*What needs to be done:* Update the lines starting at the first one and ending at the line containing "x=429, y=183": write them out again with "warehouse picking" changed to "inventory sorting" and nothing else altered.

**** Task material

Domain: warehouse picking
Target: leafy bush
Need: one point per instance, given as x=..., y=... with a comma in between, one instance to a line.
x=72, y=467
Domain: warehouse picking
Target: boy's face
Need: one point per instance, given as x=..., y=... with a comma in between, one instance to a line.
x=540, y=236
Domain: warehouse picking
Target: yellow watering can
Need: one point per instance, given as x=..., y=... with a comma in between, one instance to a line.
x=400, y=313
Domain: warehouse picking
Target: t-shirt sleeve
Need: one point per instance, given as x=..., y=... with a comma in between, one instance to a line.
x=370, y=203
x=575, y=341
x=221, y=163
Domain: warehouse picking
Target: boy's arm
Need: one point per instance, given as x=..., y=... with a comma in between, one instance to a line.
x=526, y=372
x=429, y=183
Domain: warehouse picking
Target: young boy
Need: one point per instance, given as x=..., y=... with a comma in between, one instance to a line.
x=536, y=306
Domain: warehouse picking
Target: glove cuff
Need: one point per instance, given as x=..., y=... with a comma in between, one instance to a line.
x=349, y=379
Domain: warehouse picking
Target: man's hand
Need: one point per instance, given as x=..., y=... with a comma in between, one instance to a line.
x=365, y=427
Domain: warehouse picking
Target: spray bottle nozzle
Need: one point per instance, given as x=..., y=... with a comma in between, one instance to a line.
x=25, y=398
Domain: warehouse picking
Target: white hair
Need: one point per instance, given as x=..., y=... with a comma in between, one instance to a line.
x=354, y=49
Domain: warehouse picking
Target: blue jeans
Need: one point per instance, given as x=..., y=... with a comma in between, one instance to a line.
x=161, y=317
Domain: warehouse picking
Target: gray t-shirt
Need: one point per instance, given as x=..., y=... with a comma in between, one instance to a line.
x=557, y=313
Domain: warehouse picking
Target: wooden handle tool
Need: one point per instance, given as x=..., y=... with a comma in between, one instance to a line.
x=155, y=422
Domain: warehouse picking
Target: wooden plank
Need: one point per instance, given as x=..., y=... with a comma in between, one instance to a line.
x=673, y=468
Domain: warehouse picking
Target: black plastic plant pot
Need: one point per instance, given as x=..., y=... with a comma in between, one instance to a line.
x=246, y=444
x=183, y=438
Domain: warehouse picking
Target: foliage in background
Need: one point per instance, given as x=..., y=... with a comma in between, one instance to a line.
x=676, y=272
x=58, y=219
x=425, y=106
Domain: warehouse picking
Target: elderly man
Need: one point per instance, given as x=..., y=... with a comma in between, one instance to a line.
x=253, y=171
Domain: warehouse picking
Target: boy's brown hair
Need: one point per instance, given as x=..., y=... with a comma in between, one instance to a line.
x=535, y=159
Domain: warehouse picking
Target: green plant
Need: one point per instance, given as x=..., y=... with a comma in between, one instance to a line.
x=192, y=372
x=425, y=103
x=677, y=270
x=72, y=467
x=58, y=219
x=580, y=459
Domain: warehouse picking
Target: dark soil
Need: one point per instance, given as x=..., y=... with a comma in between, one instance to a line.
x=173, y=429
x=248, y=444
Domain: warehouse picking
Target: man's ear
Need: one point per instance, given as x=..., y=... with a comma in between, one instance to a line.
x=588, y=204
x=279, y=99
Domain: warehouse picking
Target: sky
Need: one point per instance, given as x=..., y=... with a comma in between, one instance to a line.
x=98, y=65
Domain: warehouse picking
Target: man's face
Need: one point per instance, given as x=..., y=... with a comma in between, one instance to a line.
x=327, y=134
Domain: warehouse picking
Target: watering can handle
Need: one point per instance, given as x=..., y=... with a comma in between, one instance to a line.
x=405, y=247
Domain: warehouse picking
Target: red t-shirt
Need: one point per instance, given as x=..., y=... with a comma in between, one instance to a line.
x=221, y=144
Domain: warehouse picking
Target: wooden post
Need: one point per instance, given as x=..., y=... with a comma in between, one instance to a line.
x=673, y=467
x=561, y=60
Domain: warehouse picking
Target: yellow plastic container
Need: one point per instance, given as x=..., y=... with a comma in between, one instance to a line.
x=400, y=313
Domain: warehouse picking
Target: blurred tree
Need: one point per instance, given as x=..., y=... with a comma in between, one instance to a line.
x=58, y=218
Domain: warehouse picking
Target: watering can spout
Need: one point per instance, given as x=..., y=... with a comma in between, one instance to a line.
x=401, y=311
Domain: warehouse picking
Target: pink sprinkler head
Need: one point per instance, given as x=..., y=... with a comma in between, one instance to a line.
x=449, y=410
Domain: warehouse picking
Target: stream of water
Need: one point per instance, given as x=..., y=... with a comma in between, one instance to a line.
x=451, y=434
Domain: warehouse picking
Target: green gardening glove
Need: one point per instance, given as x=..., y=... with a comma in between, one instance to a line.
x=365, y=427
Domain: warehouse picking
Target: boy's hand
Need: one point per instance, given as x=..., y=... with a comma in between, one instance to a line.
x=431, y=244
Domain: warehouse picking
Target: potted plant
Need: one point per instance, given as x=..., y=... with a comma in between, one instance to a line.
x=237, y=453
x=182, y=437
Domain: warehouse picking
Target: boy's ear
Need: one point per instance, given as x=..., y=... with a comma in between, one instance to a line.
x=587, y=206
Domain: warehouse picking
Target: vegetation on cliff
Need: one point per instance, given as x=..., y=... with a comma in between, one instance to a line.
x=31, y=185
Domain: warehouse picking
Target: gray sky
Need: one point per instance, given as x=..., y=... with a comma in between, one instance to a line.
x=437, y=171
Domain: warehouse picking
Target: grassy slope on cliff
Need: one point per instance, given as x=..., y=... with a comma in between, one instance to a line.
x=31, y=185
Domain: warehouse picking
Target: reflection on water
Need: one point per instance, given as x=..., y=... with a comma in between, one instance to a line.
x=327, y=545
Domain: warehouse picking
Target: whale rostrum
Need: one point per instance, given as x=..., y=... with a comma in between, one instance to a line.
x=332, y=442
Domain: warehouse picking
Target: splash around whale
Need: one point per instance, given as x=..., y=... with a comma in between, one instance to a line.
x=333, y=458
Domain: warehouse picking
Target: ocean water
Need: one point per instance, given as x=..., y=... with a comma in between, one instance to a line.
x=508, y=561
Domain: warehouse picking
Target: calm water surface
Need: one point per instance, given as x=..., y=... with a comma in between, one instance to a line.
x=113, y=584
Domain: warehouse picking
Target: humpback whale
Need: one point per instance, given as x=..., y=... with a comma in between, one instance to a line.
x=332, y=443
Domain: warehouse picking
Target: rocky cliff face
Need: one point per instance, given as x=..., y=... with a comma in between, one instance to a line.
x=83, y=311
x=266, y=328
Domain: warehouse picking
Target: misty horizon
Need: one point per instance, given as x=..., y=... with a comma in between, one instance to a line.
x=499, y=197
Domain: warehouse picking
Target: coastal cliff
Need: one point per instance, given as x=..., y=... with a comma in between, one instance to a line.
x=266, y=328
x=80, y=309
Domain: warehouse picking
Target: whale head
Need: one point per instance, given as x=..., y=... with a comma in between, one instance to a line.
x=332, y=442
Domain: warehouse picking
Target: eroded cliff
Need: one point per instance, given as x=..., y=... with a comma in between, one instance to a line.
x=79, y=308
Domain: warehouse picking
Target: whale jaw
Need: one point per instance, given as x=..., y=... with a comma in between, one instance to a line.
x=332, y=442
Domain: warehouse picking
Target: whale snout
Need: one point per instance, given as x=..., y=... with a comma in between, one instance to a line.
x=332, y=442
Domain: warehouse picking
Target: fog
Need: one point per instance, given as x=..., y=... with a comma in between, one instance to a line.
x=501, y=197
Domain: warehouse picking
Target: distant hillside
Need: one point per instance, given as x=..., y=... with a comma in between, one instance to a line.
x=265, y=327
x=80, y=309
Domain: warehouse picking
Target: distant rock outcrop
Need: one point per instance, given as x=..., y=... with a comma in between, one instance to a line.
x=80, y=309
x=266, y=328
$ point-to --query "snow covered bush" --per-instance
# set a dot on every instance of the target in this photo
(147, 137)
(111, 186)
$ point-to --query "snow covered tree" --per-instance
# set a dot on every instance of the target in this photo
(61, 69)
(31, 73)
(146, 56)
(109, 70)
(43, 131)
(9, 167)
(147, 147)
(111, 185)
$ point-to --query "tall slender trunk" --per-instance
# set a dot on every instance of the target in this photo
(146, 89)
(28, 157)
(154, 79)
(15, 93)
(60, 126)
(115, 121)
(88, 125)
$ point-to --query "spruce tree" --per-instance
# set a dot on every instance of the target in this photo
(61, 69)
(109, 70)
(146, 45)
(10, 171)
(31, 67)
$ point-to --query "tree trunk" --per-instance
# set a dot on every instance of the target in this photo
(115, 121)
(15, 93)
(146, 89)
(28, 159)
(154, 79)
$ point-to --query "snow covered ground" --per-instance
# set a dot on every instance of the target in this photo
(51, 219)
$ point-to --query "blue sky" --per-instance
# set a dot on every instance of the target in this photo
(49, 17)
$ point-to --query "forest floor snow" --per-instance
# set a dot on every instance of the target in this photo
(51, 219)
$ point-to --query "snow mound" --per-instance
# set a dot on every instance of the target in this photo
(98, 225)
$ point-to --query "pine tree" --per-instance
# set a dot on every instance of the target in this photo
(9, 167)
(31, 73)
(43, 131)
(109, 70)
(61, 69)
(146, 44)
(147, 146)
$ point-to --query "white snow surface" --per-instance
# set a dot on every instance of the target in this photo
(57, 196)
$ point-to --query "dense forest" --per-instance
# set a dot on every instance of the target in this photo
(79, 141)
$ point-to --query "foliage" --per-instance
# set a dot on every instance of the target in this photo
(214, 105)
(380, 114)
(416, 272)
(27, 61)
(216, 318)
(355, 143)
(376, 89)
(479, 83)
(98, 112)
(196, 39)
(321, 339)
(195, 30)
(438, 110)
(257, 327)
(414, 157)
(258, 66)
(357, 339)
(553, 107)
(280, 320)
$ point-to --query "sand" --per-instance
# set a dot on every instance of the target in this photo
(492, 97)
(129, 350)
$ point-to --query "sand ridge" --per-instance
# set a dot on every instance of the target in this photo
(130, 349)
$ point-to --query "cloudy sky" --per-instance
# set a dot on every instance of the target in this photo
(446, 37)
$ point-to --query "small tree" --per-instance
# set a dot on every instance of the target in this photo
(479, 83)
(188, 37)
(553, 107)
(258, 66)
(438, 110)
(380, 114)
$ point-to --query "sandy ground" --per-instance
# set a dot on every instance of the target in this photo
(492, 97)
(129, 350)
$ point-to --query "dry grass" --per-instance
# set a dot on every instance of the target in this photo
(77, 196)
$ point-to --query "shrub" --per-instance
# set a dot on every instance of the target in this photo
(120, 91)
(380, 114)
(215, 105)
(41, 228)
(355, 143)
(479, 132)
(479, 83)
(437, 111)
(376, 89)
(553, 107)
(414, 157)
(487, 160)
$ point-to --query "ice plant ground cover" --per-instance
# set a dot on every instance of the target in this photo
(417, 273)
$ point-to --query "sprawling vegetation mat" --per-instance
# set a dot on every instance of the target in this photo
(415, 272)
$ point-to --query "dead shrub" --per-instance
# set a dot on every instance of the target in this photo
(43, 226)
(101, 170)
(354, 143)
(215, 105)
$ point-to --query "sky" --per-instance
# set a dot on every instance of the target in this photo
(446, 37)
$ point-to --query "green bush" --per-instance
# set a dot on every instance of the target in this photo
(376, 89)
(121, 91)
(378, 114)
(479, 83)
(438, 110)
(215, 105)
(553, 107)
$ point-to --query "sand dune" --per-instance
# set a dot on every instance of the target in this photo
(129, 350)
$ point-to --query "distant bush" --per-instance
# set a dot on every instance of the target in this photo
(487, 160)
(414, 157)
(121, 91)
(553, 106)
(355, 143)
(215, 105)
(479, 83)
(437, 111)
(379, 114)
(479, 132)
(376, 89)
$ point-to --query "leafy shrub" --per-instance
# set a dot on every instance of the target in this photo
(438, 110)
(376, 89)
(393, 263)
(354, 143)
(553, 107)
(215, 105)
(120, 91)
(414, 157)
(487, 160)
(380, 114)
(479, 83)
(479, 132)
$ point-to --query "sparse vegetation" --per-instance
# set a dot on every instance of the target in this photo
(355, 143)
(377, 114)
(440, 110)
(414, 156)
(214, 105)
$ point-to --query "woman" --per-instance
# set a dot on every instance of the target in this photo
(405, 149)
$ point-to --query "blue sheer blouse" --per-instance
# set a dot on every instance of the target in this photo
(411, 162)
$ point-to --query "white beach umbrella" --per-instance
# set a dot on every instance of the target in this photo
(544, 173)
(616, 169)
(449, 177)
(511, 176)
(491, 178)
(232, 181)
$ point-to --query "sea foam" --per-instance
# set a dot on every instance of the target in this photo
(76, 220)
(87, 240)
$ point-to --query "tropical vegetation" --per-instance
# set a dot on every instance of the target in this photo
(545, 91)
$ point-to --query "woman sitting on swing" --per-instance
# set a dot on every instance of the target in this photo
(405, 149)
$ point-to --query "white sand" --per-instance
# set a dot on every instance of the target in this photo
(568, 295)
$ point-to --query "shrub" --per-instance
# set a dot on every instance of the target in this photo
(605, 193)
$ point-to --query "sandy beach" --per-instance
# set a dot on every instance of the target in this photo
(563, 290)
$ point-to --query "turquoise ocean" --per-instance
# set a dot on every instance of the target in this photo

********

*Result of the exercise:*
Domain: inventory sorting
Target: leafy bush
Need: one point per instance, given as x=..., y=... with a comma in between, one instance to a line.
x=72, y=467
Domain: inventory sorting
Target: boy's face
Need: one point per instance, given as x=..., y=... with a comma in between, one instance to a line.
x=540, y=236
Domain: inventory sorting
Target: yellow watering can
Need: one point per instance, given as x=..., y=... with a comma in between, one instance to a line.
x=400, y=313
Domain: inventory sorting
Target: t-shirt sleeve
Need: one point per instance, given as x=..., y=... with a comma in between, one instance to a line.
x=370, y=203
x=575, y=341
x=221, y=163
Domain: inventory sorting
Target: boy's arm
Need: one point per instance, given as x=..., y=... with a comma in between, one instance to a line.
x=526, y=372
x=429, y=183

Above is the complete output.